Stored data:
= = = = = = =

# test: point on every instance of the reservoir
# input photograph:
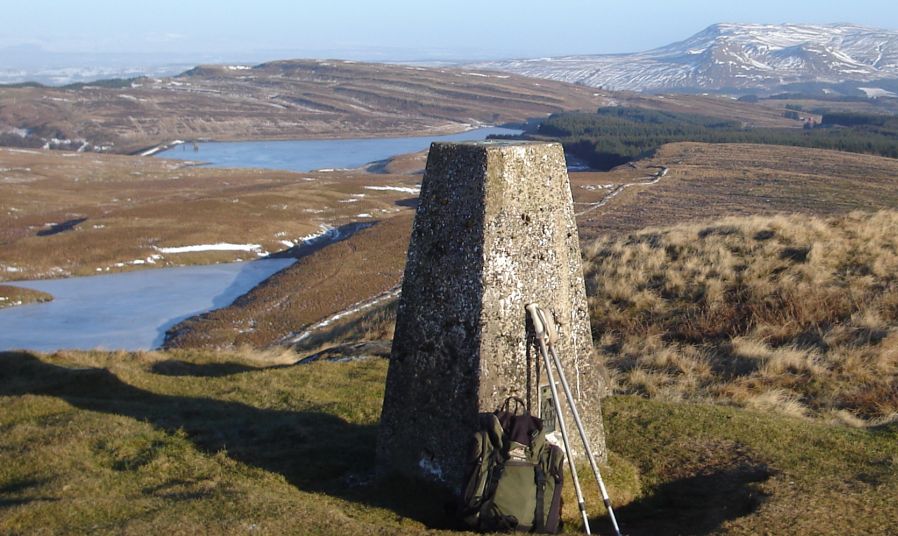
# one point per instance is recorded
(127, 311)
(133, 310)
(308, 155)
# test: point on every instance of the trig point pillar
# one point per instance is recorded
(494, 231)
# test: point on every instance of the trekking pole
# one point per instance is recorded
(549, 326)
(541, 337)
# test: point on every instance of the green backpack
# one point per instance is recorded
(515, 476)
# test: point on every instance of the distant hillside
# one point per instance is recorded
(746, 57)
(277, 100)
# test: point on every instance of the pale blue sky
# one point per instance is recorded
(401, 29)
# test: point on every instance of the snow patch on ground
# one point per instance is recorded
(875, 92)
(221, 246)
(405, 189)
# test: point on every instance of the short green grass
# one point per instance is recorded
(186, 443)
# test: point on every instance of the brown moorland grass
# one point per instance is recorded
(791, 313)
(707, 181)
(704, 181)
(230, 443)
(67, 214)
(286, 100)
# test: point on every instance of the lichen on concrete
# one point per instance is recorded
(494, 231)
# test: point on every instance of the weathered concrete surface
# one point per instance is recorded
(494, 231)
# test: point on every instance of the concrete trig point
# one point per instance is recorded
(494, 231)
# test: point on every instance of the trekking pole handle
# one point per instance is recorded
(538, 327)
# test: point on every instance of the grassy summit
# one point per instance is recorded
(234, 443)
(740, 352)
(792, 313)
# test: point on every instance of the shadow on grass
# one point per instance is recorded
(174, 367)
(20, 487)
(695, 505)
(313, 450)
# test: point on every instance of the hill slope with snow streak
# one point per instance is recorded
(738, 56)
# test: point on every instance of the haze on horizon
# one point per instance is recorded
(396, 29)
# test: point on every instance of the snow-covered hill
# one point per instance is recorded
(738, 56)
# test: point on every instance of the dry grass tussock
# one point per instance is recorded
(789, 313)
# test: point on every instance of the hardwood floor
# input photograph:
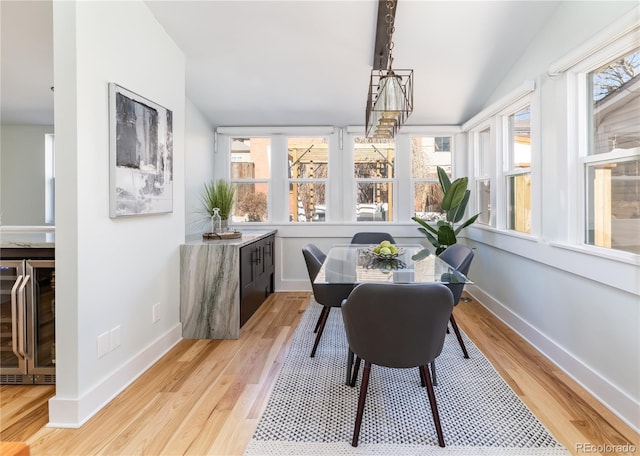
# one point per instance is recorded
(206, 396)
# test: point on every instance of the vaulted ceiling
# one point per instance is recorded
(298, 62)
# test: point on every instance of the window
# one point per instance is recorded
(250, 175)
(427, 153)
(374, 172)
(483, 175)
(518, 170)
(612, 164)
(308, 172)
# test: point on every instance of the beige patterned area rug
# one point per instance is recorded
(311, 411)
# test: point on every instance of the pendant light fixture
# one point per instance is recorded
(390, 97)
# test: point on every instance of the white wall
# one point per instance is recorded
(110, 272)
(578, 306)
(198, 167)
(22, 174)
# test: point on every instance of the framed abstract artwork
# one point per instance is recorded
(141, 155)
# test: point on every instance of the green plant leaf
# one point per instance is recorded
(218, 194)
(456, 214)
(467, 223)
(430, 237)
(425, 224)
(454, 196)
(445, 183)
(446, 235)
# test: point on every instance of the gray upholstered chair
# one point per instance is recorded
(329, 295)
(459, 257)
(371, 238)
(397, 326)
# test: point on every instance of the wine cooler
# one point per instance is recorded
(27, 321)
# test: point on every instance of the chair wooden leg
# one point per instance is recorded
(323, 322)
(324, 310)
(361, 399)
(350, 357)
(459, 336)
(434, 407)
(356, 368)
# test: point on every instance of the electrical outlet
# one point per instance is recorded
(103, 344)
(114, 338)
(156, 312)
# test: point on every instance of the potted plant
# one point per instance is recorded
(454, 203)
(218, 195)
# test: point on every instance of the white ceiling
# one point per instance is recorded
(304, 62)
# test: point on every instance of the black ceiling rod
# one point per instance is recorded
(381, 48)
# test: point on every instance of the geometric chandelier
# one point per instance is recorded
(390, 97)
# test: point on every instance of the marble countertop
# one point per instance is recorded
(248, 236)
(27, 239)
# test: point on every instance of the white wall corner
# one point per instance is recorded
(620, 403)
(74, 412)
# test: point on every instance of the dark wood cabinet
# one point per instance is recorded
(256, 275)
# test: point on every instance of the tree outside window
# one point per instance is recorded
(427, 153)
(374, 171)
(612, 167)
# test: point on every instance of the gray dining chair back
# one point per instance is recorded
(459, 257)
(328, 295)
(397, 326)
(371, 238)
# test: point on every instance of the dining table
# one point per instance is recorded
(359, 263)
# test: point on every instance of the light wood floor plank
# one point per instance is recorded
(206, 396)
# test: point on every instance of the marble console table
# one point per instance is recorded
(210, 285)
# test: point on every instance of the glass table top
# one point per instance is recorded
(355, 263)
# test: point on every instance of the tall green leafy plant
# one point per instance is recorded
(454, 203)
(218, 194)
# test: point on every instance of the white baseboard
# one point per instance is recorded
(73, 413)
(621, 404)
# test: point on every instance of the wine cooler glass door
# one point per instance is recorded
(13, 366)
(41, 314)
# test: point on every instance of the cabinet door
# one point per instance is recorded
(269, 247)
(247, 270)
(250, 294)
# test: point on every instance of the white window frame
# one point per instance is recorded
(350, 207)
(508, 170)
(325, 181)
(618, 39)
(479, 175)
(433, 180)
(277, 199)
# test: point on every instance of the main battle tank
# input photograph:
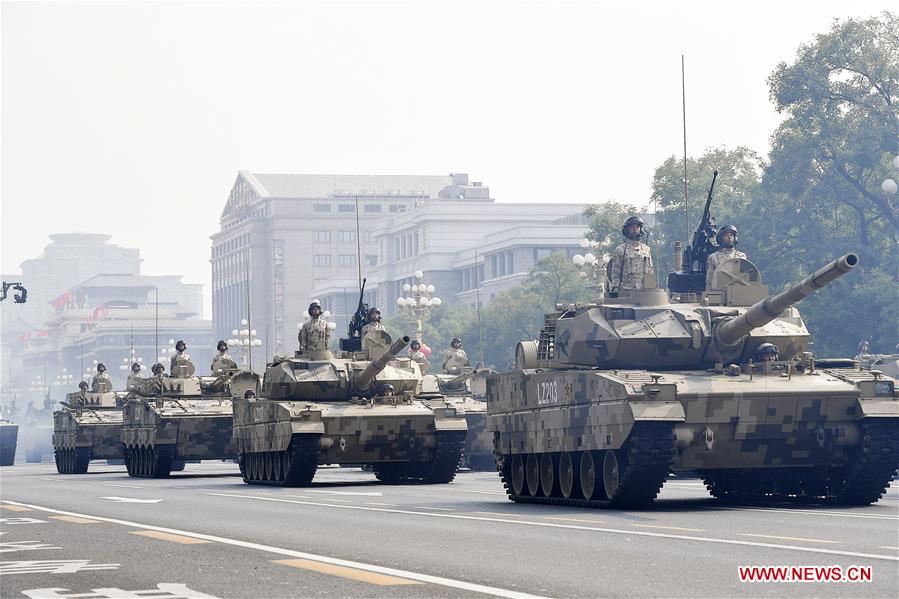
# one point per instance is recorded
(171, 420)
(88, 427)
(616, 394)
(464, 392)
(319, 409)
(9, 433)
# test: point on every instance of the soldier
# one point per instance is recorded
(101, 381)
(456, 358)
(631, 260)
(315, 333)
(373, 322)
(766, 352)
(418, 356)
(222, 362)
(134, 378)
(727, 250)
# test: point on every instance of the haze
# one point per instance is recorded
(134, 118)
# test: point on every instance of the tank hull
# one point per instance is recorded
(9, 434)
(770, 435)
(274, 436)
(159, 436)
(88, 434)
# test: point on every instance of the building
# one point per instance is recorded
(288, 239)
(282, 233)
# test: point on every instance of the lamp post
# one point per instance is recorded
(244, 339)
(420, 302)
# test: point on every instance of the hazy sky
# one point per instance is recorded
(134, 118)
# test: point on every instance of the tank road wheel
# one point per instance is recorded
(567, 477)
(548, 481)
(517, 474)
(587, 476)
(610, 474)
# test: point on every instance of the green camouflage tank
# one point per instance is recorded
(616, 394)
(87, 427)
(464, 392)
(316, 408)
(169, 421)
(9, 433)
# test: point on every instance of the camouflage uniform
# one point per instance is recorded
(314, 335)
(372, 326)
(635, 258)
(716, 258)
(98, 381)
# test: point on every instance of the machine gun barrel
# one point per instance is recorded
(766, 310)
(364, 379)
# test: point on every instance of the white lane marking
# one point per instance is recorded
(131, 500)
(427, 578)
(639, 533)
(362, 493)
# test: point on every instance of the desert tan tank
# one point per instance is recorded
(9, 433)
(87, 427)
(316, 409)
(616, 394)
(465, 392)
(171, 420)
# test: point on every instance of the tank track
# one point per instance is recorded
(72, 461)
(440, 470)
(862, 481)
(150, 462)
(294, 467)
(649, 449)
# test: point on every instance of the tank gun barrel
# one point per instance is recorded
(766, 310)
(364, 379)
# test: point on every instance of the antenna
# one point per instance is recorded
(477, 289)
(358, 245)
(684, 108)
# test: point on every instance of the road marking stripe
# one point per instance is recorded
(74, 519)
(630, 532)
(670, 527)
(586, 521)
(746, 534)
(426, 578)
(344, 572)
(166, 536)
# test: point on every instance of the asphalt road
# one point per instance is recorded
(208, 534)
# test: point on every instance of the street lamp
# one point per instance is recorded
(420, 302)
(243, 339)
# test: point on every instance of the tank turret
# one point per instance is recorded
(301, 378)
(647, 329)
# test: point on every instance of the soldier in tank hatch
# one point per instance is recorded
(315, 333)
(373, 322)
(727, 250)
(101, 382)
(631, 260)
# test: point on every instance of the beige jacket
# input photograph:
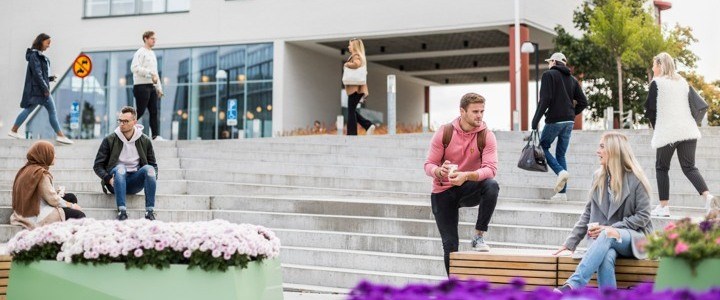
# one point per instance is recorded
(51, 205)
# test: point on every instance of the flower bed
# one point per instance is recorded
(469, 290)
(689, 255)
(212, 245)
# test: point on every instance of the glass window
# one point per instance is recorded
(178, 5)
(122, 7)
(95, 8)
(152, 6)
(194, 105)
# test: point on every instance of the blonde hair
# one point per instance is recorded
(359, 48)
(666, 64)
(620, 160)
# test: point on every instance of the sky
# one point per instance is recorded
(698, 14)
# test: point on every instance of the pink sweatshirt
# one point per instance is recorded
(463, 152)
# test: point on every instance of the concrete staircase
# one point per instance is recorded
(351, 208)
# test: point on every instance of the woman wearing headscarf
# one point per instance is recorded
(35, 200)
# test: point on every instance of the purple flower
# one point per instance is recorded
(706, 226)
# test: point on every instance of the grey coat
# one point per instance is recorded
(632, 212)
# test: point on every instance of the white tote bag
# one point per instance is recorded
(355, 76)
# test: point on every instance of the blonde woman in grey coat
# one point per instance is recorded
(616, 218)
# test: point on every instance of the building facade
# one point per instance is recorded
(283, 58)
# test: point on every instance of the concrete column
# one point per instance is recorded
(524, 76)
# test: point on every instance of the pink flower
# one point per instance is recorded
(681, 247)
(670, 226)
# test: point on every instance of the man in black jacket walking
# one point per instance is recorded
(561, 99)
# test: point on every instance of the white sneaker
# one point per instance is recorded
(660, 211)
(559, 197)
(712, 203)
(563, 176)
(64, 140)
(15, 135)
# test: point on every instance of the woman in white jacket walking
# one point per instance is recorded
(668, 109)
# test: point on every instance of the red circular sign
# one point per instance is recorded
(82, 66)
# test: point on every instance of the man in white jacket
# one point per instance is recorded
(147, 88)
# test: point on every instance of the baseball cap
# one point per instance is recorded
(557, 56)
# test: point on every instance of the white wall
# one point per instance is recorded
(311, 90)
(215, 22)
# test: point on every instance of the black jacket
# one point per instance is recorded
(37, 79)
(558, 89)
(109, 152)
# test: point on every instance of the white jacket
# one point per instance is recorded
(144, 66)
(674, 121)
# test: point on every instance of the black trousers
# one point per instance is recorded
(446, 207)
(146, 97)
(686, 156)
(354, 117)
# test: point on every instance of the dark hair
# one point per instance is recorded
(37, 43)
(148, 34)
(471, 98)
(129, 109)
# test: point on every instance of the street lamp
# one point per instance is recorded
(222, 75)
(530, 47)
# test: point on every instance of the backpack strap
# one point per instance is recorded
(481, 141)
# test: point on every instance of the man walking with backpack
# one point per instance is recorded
(463, 162)
(561, 99)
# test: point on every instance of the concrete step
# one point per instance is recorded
(393, 226)
(100, 200)
(80, 163)
(364, 260)
(349, 278)
(84, 174)
(86, 152)
(378, 242)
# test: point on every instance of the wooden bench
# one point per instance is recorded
(5, 261)
(628, 272)
(500, 266)
(539, 268)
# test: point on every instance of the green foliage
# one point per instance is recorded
(619, 29)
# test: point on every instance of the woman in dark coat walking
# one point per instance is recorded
(37, 88)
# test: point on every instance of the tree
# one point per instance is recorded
(613, 26)
(597, 67)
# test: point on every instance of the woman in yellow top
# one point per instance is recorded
(356, 93)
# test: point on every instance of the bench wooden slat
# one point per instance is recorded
(618, 262)
(504, 265)
(489, 256)
(618, 269)
(501, 272)
(619, 277)
(507, 279)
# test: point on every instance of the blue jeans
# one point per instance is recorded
(132, 183)
(600, 258)
(52, 114)
(562, 132)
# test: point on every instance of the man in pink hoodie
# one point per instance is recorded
(472, 184)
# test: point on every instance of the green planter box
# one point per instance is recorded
(59, 280)
(674, 273)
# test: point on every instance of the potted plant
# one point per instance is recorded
(140, 259)
(689, 255)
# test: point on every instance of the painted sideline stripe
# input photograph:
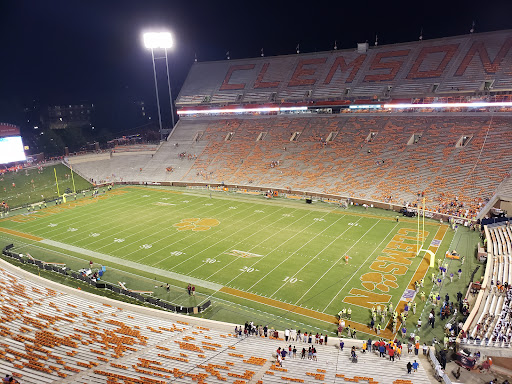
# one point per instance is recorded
(385, 333)
(279, 304)
(131, 264)
(153, 189)
(21, 234)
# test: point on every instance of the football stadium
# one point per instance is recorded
(348, 207)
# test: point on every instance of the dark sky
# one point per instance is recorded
(71, 51)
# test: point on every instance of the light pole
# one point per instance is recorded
(162, 40)
(169, 85)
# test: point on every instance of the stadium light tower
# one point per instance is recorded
(160, 40)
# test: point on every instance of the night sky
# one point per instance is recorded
(62, 52)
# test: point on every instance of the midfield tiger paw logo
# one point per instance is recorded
(383, 283)
(196, 224)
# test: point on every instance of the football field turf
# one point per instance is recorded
(279, 252)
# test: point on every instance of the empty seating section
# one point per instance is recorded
(493, 325)
(49, 336)
(369, 156)
(46, 335)
(389, 157)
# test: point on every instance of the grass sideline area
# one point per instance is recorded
(33, 185)
(279, 250)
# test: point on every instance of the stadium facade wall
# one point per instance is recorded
(453, 65)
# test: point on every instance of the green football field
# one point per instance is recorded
(281, 250)
(33, 185)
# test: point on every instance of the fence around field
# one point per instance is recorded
(104, 285)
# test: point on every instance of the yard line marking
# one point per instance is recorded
(133, 264)
(311, 239)
(263, 241)
(221, 240)
(73, 218)
(161, 224)
(334, 264)
(275, 249)
(121, 206)
(144, 221)
(360, 266)
(214, 234)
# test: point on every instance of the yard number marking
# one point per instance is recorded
(289, 279)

= = = = = = =

HOW TO COMPLETE THIS TASK: Retrieve each line of the data in which the word "area" can be found.

ANSWER BELOW:
# test: point on every instance of the beige patterned area rug
# test: point on every instance of the grass sideline area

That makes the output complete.